* Problem details: Set down the lines of this listing again without changing anything.

(Detection annotation listing)
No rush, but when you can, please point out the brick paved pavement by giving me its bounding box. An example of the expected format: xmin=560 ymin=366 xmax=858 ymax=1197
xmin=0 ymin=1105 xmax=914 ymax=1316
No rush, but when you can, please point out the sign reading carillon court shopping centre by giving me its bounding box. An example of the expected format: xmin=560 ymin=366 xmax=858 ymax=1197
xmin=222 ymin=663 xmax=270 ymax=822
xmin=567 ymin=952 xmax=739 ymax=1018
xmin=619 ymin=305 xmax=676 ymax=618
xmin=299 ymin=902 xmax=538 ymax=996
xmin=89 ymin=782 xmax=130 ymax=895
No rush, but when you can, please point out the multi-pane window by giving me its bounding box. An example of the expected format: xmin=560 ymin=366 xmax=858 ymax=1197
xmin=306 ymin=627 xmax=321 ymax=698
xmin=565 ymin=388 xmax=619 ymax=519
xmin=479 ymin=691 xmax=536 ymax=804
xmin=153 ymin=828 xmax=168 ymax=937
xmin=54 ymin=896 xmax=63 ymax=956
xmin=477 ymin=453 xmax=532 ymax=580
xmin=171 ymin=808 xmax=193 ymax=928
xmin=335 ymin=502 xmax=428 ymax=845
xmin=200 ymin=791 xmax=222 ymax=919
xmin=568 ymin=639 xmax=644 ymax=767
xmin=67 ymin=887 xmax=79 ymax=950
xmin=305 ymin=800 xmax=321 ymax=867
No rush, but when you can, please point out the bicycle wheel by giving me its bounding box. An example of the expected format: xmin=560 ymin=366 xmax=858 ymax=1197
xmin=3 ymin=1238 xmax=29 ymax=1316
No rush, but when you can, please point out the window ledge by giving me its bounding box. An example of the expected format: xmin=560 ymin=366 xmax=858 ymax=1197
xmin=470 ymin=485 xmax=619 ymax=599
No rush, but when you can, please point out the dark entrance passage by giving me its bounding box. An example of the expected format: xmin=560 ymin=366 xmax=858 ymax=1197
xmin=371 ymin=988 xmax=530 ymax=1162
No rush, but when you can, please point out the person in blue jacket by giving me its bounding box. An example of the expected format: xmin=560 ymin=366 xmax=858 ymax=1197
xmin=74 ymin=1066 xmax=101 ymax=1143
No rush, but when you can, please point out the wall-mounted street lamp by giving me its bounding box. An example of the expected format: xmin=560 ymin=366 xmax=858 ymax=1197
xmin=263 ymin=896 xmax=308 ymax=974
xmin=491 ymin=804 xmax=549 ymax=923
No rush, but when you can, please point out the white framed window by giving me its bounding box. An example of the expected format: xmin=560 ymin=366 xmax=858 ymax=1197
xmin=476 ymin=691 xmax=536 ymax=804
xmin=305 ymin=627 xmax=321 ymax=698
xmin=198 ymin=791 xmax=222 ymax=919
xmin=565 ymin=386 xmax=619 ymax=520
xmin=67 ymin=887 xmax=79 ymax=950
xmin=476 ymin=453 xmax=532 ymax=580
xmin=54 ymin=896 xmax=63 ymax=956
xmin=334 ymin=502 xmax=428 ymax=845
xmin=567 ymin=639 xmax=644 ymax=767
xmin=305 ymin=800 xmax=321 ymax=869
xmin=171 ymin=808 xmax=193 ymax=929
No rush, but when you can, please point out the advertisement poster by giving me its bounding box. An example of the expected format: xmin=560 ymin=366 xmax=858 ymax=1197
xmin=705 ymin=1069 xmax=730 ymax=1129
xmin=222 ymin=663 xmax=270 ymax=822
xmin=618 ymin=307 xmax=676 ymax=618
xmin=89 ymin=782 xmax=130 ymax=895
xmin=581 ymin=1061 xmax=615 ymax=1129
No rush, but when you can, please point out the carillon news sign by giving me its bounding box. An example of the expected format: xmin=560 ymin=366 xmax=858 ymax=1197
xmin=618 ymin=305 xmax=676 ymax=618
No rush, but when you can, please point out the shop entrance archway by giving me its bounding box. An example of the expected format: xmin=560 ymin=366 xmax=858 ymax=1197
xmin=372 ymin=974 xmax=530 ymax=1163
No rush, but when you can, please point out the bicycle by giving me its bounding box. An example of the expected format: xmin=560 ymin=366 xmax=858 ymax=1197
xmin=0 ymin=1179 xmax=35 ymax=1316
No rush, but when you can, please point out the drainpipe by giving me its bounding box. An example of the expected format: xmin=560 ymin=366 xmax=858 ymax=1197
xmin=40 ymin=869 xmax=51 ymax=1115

* Reply:
No rush, but when you can, please point out the brick paved pavement by giving me its bounding box. An example of the expected format: xmin=560 ymin=366 xmax=858 ymax=1197
xmin=0 ymin=1105 xmax=914 ymax=1316
No rush, but when you can, please point out the sign reading carillon court shopping centre by giving me its bounding box. An example of the expected format: xmin=560 ymin=366 xmax=858 ymax=1197
xmin=222 ymin=663 xmax=270 ymax=822
xmin=567 ymin=952 xmax=739 ymax=1018
xmin=619 ymin=305 xmax=676 ymax=618
xmin=299 ymin=902 xmax=538 ymax=996
xmin=89 ymin=782 xmax=130 ymax=895
No rush, but when you can, please point out the multi-pane window by giving me its bounding box. An example of the expected format: xmin=560 ymin=366 xmax=858 ymax=1197
xmin=306 ymin=627 xmax=321 ymax=698
xmin=565 ymin=388 xmax=619 ymax=519
xmin=479 ymin=691 xmax=536 ymax=804
xmin=153 ymin=828 xmax=168 ymax=937
xmin=54 ymin=896 xmax=63 ymax=956
xmin=477 ymin=453 xmax=532 ymax=580
xmin=171 ymin=808 xmax=193 ymax=928
xmin=335 ymin=502 xmax=428 ymax=845
xmin=200 ymin=791 xmax=222 ymax=919
xmin=568 ymin=639 xmax=644 ymax=767
xmin=67 ymin=887 xmax=79 ymax=950
xmin=305 ymin=800 xmax=321 ymax=867
No rush, but when you can, please point out the bicycle wheel by giving me its bounding box. An example of the expected format: xmin=560 ymin=366 xmax=858 ymax=1197
xmin=3 ymin=1238 xmax=29 ymax=1316
No rush, but when you can, please point out the window ledge by giving me its bounding box. An example of the expected format: xmin=560 ymin=366 xmax=858 ymax=1197
xmin=470 ymin=485 xmax=619 ymax=599
No rush, but when you can, please point out the dark entrance passage by giving me its bounding box. An example of the expected format: xmin=560 ymin=366 xmax=858 ymax=1197
xmin=371 ymin=988 xmax=530 ymax=1162
No rush, but when you can, please point out the person in blue jacket by giving me its bounding box. An example of the expected format: xmin=560 ymin=366 xmax=858 ymax=1197
xmin=74 ymin=1066 xmax=101 ymax=1143
No rush, but when you can, please point out the wall-mounted street lamp by giving me its bounding box. An example of the expected format: xmin=560 ymin=366 xmax=858 ymax=1197
xmin=263 ymin=896 xmax=308 ymax=974
xmin=491 ymin=804 xmax=549 ymax=923
No rush, but when you can, please point out the white framed window by giving me its bounding box. An example of the expected format: xmin=560 ymin=366 xmax=858 ymax=1197
xmin=476 ymin=691 xmax=536 ymax=804
xmin=305 ymin=627 xmax=321 ymax=698
xmin=198 ymin=791 xmax=222 ymax=919
xmin=565 ymin=386 xmax=619 ymax=520
xmin=67 ymin=887 xmax=79 ymax=950
xmin=476 ymin=453 xmax=532 ymax=580
xmin=54 ymin=896 xmax=63 ymax=956
xmin=334 ymin=502 xmax=428 ymax=845
xmin=567 ymin=639 xmax=644 ymax=767
xmin=305 ymin=800 xmax=321 ymax=869
xmin=171 ymin=808 xmax=193 ymax=929
No rush, but when you can, please point out the advertisement poster by giving me its bounding box. An example of the expected format: xmin=560 ymin=366 xmax=858 ymax=1197
xmin=705 ymin=1069 xmax=730 ymax=1129
xmin=222 ymin=663 xmax=270 ymax=822
xmin=618 ymin=307 xmax=676 ymax=618
xmin=89 ymin=782 xmax=130 ymax=895
xmin=581 ymin=1061 xmax=615 ymax=1129
No rush, but when you can, please point out the carillon news sign by giving me its bounding box. An example of the expected format: xmin=560 ymin=366 xmax=858 ymax=1197
xmin=618 ymin=305 xmax=676 ymax=618
No rush, but when you can, please point out the shop entrance archway by giving me its bounding box. An example of the expected format: xmin=560 ymin=366 xmax=858 ymax=1197
xmin=372 ymin=974 xmax=530 ymax=1163
No rush, but when you can, please point out the bicycle by giving me its bounding box. An example of the expected format: xmin=560 ymin=366 xmax=858 ymax=1197
xmin=0 ymin=1179 xmax=35 ymax=1316
No rush, but when you can, please point out the drainpipe by giving me its bounding box. An example of the expected format: xmin=560 ymin=366 xmax=858 ymax=1197
xmin=40 ymin=869 xmax=51 ymax=1115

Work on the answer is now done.